BEGIN Available data

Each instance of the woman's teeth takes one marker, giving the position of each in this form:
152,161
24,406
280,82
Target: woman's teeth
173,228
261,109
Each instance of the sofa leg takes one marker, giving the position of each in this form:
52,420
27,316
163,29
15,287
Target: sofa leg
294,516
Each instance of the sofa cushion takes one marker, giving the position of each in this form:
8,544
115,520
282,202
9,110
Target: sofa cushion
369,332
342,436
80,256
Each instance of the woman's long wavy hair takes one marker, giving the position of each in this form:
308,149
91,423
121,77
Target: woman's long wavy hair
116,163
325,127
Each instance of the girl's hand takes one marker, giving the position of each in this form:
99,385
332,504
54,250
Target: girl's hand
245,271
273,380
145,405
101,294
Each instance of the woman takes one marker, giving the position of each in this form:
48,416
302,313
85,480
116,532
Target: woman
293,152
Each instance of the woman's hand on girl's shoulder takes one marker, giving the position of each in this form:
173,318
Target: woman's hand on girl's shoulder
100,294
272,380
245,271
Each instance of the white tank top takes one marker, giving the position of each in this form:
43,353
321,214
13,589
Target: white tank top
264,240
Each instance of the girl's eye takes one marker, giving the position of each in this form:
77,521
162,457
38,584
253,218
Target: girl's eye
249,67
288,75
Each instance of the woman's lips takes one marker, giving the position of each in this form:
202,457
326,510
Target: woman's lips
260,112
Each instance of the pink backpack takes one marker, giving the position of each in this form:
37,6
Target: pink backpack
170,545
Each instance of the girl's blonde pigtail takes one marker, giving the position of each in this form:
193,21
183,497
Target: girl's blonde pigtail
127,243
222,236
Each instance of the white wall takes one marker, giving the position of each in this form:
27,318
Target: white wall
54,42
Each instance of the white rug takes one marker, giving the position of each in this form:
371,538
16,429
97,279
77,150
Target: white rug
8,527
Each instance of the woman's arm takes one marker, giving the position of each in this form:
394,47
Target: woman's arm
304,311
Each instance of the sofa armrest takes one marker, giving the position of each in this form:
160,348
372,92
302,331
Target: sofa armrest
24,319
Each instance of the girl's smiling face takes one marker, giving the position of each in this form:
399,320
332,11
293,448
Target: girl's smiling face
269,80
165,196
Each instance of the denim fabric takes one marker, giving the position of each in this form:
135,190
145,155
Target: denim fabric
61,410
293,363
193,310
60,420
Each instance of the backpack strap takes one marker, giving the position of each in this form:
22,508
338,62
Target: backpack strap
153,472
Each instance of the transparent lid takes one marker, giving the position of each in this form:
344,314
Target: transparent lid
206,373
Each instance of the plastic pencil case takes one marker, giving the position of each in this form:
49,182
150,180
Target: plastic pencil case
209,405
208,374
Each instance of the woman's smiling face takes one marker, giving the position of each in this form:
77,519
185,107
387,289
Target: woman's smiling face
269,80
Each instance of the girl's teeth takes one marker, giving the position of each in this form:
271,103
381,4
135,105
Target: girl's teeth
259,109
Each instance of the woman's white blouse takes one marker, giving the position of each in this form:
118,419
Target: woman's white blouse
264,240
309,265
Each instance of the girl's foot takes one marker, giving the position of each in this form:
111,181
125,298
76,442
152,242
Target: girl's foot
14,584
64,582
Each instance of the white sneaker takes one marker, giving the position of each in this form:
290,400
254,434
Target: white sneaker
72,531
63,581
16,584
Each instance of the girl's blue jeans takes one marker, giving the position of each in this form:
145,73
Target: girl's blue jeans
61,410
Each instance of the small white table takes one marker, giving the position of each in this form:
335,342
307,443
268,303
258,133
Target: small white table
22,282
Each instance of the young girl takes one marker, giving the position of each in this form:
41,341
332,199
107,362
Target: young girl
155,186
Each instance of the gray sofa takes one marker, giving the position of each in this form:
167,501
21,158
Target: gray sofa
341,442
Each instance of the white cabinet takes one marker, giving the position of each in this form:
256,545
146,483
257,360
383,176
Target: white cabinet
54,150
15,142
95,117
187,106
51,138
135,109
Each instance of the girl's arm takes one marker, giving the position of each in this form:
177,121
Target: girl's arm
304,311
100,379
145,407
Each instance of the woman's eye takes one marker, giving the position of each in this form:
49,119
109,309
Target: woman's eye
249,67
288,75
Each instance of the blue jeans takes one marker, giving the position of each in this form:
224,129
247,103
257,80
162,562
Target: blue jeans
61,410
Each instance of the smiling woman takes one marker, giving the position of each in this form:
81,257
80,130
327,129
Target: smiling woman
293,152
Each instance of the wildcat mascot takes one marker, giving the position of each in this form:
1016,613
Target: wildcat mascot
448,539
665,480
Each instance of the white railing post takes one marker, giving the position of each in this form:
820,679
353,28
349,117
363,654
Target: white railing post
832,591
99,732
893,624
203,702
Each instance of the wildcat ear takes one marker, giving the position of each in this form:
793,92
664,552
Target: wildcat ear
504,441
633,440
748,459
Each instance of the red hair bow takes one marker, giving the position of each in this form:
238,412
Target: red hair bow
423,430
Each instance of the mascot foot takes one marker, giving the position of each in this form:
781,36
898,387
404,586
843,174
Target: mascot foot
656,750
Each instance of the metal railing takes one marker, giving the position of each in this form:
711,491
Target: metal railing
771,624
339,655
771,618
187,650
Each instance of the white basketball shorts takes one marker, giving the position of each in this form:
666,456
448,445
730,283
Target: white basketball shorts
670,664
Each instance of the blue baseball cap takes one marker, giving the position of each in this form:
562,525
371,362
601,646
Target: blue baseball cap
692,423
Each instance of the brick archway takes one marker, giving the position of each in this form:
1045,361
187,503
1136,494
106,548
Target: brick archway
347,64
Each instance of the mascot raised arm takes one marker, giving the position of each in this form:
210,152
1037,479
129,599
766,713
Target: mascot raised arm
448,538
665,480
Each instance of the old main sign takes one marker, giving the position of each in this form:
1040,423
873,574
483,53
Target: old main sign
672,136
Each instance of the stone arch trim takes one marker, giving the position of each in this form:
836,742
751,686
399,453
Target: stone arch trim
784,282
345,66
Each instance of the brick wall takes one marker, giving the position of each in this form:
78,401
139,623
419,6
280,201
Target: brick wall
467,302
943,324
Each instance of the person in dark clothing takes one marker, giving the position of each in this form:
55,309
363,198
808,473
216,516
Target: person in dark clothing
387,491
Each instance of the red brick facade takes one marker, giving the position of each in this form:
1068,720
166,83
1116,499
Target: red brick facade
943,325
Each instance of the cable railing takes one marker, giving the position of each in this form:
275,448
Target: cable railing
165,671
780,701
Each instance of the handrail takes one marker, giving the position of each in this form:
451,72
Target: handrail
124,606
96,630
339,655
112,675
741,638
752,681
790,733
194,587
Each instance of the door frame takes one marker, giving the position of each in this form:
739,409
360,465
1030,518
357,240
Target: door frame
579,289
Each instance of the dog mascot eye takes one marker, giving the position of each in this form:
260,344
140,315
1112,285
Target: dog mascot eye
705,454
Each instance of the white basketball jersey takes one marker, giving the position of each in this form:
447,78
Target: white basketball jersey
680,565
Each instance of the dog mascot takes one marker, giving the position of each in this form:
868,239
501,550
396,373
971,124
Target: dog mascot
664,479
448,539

END Available data

▶ [Exercise objective]: Exactly as they are written, print the entries again.

▶ [Reply to the exercise]:
Each instance of the woman's teeth takes one marker, giving the position of each in this form:
152,161
24,406
280,82
Target: woman's teeth
173,228
261,109
Each instance of the sofa leg takes one marker, giving the position of each in this form:
52,420
27,316
163,29
15,287
Target: sofa leg
294,516
Each instance of the sofa cushion takes one marker, giving the position of each in this form:
8,544
115,520
282,202
9,110
Target: sofa cushion
369,332
342,436
80,256
Each instance of the woman's long wavy hair takes one marker, giving the position of each in this form:
308,149
91,423
121,77
Target: woman's long wavy hair
116,163
325,127
Each instance of the girl's hand takes one marker, giving the position of each in this form:
99,385
332,504
54,250
Target: girl's hand
245,271
273,380
145,405
101,294
Each instance of the woman takes one marker, giving the position of each in this form:
48,416
302,313
85,480
116,532
Target: woman
293,152
Each instance of the woman's hand on girl's shoulder takes one marker, giving the position of each in this form:
173,318
Target: woman's hand on girl's shoulder
100,294
272,380
245,271
Each instance of the white tank top takes one marker, giving the position of each in this form:
43,353
321,214
13,589
Target: white tank top
264,240
Each instance of the girl's eye takes one marker, giving the position of each in this form:
77,521
162,457
38,584
253,218
Target: girl's eye
249,67
288,75
Each instance of the woman's lips takes one marker, giving the position of each in this form:
202,457
326,510
Target: woman's lips
260,112
Each instance of the pink backpack takes one marker, giving the position of each in this form:
37,6
Target: pink backpack
170,545
Each instance of the girl's blonde pigtail takes one marker, giving the position of each in this form:
193,21
183,497
Target: girl's blonde pigtail
127,243
222,236
Each instance of the white wall takes one marker, giving the position of each in this form:
27,318
Target: white wall
54,42
Each instance of the white rug takes one marker, giving the position of each in this form:
371,538
16,429
97,279
77,150
Target: white rug
8,527
Each instance of the woman's arm takes one marker, giving the position of each in this form:
394,47
Target: woman's arm
304,311
Each instance of the sofa armrest takes one marker, giving the position of each in this form:
160,348
372,92
302,331
Target: sofa armrest
24,319
Each instance of the girl's smiling face takes one marker, giving the position of each in this form:
399,320
332,11
293,448
Target: girl's smiling face
269,80
165,196
Each instance of the denim fabric takes one marker, giving the position of each in this form:
135,190
145,155
Target: denim fabric
61,410
293,363
193,310
60,420
Each instance of the backpack strap takes one marker, giving the position of each in this form:
22,508
338,62
Target: backpack strap
153,472
Each instance of the transparent lid takes one marker, giving the position of each in this form:
344,314
Target: transparent lid
206,373
Each instance of the plastic pencil case takes one marker, giving the position of each in this form:
49,182
150,180
Target: plastic pencil case
209,405
208,374
Each instance of the woman's smiling face takes one marker, giving the position of each in this form:
77,519
185,107
387,289
Target: woman's smiling face
269,80
Each instance of the girl's teeth takes one marker, giving the position of each in this form:
271,103
381,4
135,105
Target: girl's teeth
259,109
Each instance of the woman's white blouse takes one marker, giving the position of each in this form:
118,419
Target: woman's white blouse
264,240
309,265
Each instance of the girl's foot takes one marker, giving the position of each in this form:
111,181
125,298
76,442
152,242
Target: girl's foot
14,584
64,582
Each instance of the white sneaker takes one marker, giving the position of each in this form:
290,400
254,434
Target: white sneaker
72,531
63,581
16,584
Each instance of the girl's blue jeans takes one marker, giving the position of each in this form:
145,73
Target: girl's blue jeans
61,410
Each instance of the small white table takes one marker, giving the position of each in this form:
335,342
307,443
268,303
258,133
Target: small white table
22,282
Each instance of the young girl takes one marker, giving the position of each in this form:
41,341
332,199
107,362
Target: young girl
155,186
Each instance of the gray sofa takes one marker, giving the position of each in this form:
167,501
21,158
Target: gray sofa
341,442
Each instance of the white cabinet takes one marker, giving the position of each in this form:
256,545
146,483
257,360
383,176
Target: white cabinet
54,150
15,142
95,117
187,106
51,138
135,109
Each instance of the girl's arm takes one marker, giving the position of each in this form:
177,121
Target: girl's arm
304,311
100,379
145,407
Each instance of the woman's eye takes one marker, giving the position of each in this form:
49,119
109,309
Target: woman's eye
249,67
288,75
Each instance of the blue jeans takes one marker, giving the position of each in this form:
224,129
247,103
257,80
162,562
Target: blue jeans
61,410
Each instance of the smiling woman takes one marker, giving the position of each in this form:
81,257
80,130
327,129
Target: smiling woman
293,152
Each instance of the wildcat mascot takes one marker, giving the position of each in this form:
1016,613
Target: wildcat mascot
448,539
665,480
Each instance of the white railing post takes one marker, giving the position of each in this form:
820,679
353,28
349,117
363,654
Target: white railing post
832,591
99,732
893,624
203,702
Each instance of the wildcat ear takes one marker, giving the position of each in this form:
793,92
664,552
Target: wildcat ear
504,441
633,440
748,459
Each instance of the red hair bow takes one marker, giving the position of each in this form:
238,412
Target: red hair bow
423,430
Each instance of the mascot foot takes one marker, giving the position of each in this form:
781,36
898,387
404,586
843,174
Target: mascot foot
656,750
Each instance of the metal railing takes one marker, giving the position of each in this form:
711,491
Target: metal railing
771,624
339,655
771,618
187,650
Each instance of the white basketball shorts takes one marker, giving the position of each in this form:
666,456
448,445
730,283
Target: white basketball shorts
670,664
Each instance of the blue baseball cap takes one marker, giving the position of each in this form:
562,525
371,362
601,646
Target: blue baseball cap
692,423
Each instance of the brick archway takes one marker, giving the position of each in this form:
1045,361
187,503
1136,494
106,548
Target: brick archway
347,64
Each instance of the mascot raised arm takes one marker, giving the position of each in this form:
210,152
1037,479
129,599
766,713
Target: mascot raised arm
448,538
665,480
Each instance of the old main sign takes one marker, giving the position of each in this form:
1040,423
873,574
483,53
Target: old main sign
672,136
Each instance of the stone arch trim takes one marker, giving the position of each in this form:
836,742
751,686
399,453
Target: stone arch trim
784,282
345,66
Each instance of the brick wall takes one marker, giving the position of each in this form:
78,401
139,623
419,6
280,201
Target: brick wall
467,302
943,324
Each instance of the person in dark clothing takes one marker, giving the position of each in this form:
55,309
363,198
808,473
216,516
Target: person in dark clothing
387,491
Each instance of the red brick facade takes one marker, giving the position of each in this form:
1068,720
166,83
1116,499
Target: red brick facade
943,325
Each instance of the cable railing takes one marker, giving the position of each in this form:
275,448
Target: cable railing
165,671
780,701
Each instance of the handrail takes one marker, giving the position of each in this form:
451,72
Target: handrail
124,606
96,630
339,655
112,675
741,638
752,681
790,733
194,587
Each instance of the door frame takes one marker, giving the position of each in this form:
739,409
360,465
1030,518
357,240
Target: door frame
579,289
Each instance of the dog mascot eye takes one marker, giving the position of each in this form:
260,344
140,315
1112,285
Target: dog mascot eye
705,454
Each instance of the white basketball jersey takes one marker, giving the position of each in this form:
447,78
Target: white basketball jersey
680,565
Each instance of the dog mascot takes one marker, giving the position of each in this form:
868,239
501,550
396,373
971,124
Target: dog mascot
664,479
448,539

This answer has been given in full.